*** RECORDS PROVIDED Section Begins ***

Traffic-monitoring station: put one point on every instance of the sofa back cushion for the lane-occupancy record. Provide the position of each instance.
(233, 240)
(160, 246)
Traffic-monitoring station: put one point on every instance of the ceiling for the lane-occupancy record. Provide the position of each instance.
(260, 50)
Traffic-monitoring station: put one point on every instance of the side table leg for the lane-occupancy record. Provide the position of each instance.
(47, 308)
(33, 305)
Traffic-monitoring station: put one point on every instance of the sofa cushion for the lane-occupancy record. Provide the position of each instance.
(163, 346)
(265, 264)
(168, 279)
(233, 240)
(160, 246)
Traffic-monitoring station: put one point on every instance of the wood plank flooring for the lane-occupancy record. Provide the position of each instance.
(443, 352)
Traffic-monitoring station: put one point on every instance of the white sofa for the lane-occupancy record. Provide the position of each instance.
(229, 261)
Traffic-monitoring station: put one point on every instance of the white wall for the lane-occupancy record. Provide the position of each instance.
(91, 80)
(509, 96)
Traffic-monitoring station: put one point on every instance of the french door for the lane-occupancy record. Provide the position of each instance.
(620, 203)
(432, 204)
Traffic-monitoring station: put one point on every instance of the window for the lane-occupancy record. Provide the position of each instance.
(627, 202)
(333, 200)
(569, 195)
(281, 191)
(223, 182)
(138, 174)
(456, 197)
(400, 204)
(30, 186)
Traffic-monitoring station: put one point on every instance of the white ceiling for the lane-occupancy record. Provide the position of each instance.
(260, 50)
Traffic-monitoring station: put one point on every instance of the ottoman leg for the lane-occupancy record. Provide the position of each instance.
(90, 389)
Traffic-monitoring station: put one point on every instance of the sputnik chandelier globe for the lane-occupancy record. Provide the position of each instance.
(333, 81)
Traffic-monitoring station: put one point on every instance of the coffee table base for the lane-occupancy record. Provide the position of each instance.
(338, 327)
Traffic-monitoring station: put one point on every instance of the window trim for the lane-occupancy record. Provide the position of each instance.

*** RECORDS PROVIDED Section Ends ***
*** RECORDS PROVIDED Section Begins ***

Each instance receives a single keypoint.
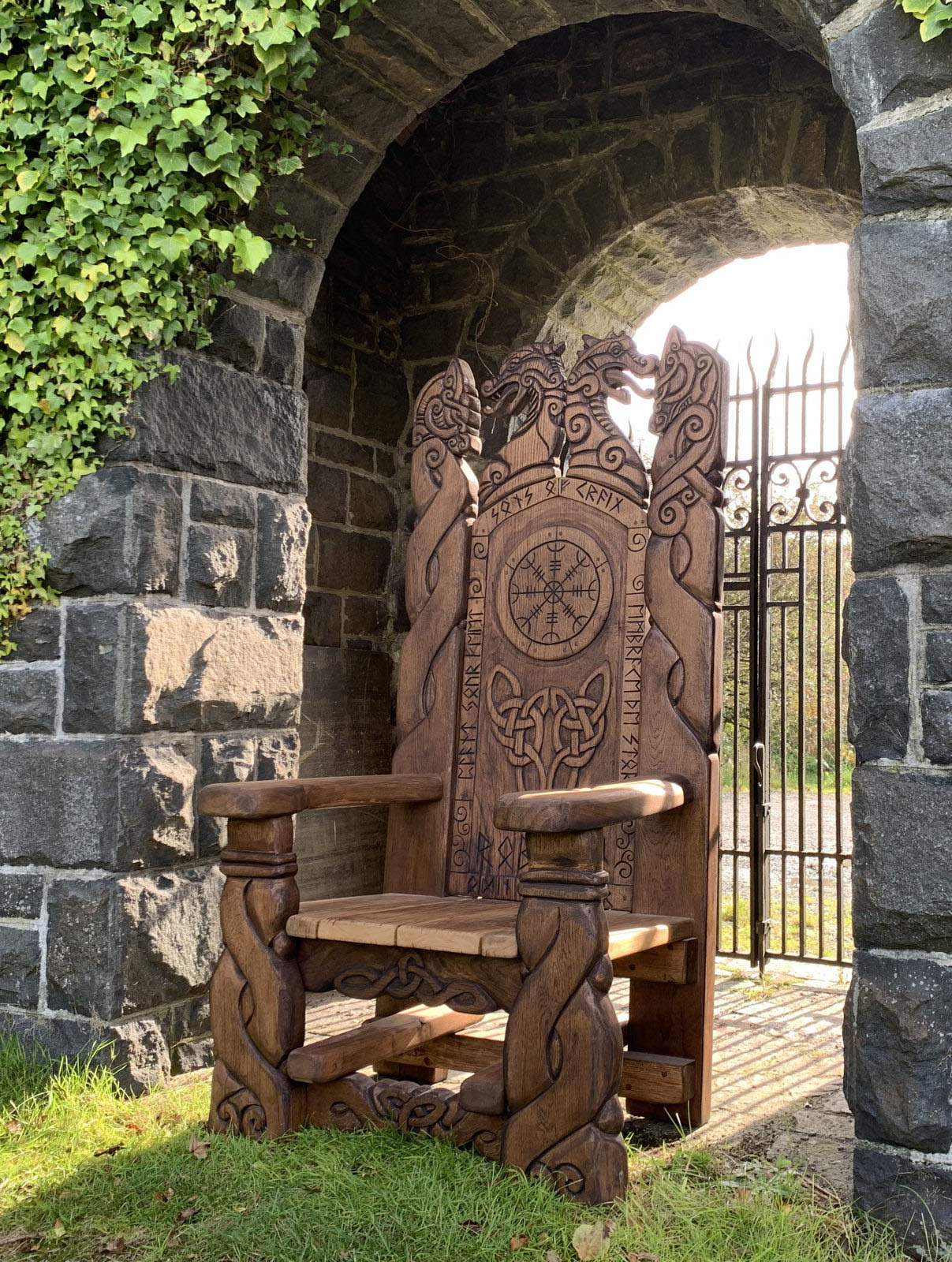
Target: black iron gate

*** RECORDS PROVIDED Section Ends ***

REQUIRED WORK: Reproduce the lines of the entries above from the one with "the white wall" to the one with "the window trim", both included, exactly and without any other line.

ANSWER SPACE:
Traffic-monitoring station: put one point on every instance of the white wall for the lane-occupancy record. Provide the position of each instance.
(91, 80)
(509, 96)
Traffic-monitoring station: put one point on every instance of the french door for the lane-occupancy record. Provide the position of each instance.
(620, 203)
(432, 204)
Traffic-monitoring station: put one point on every instance of the window for the lane-occupancy record. Provide the position of each instance.
(627, 202)
(333, 200)
(569, 195)
(281, 191)
(223, 182)
(138, 174)
(456, 197)
(400, 204)
(30, 186)
Traffic-monitoring station: put one point on every instance of the white ceiling for the lane-occupancy record. Provide the position of each instance.
(260, 50)
Traffic-monitoring station: put one point on every instance of the ottoman leg for the lane-occupancy record. Provide the position of each instance.
(90, 389)
Traffic-monitoring station: put one point on every instance of the sputnik chandelier globe for the lane-occupancy record. Provide the position of each instance.
(333, 81)
Traffic-monitoring station: put one point on every instance of the coffee table base for the lane-occupancy record. Provide the position of each instance.
(338, 327)
Traffic-monitoring station: put one point on every instance of the window trim for the lane-occupancy record. Provide the position of each instance.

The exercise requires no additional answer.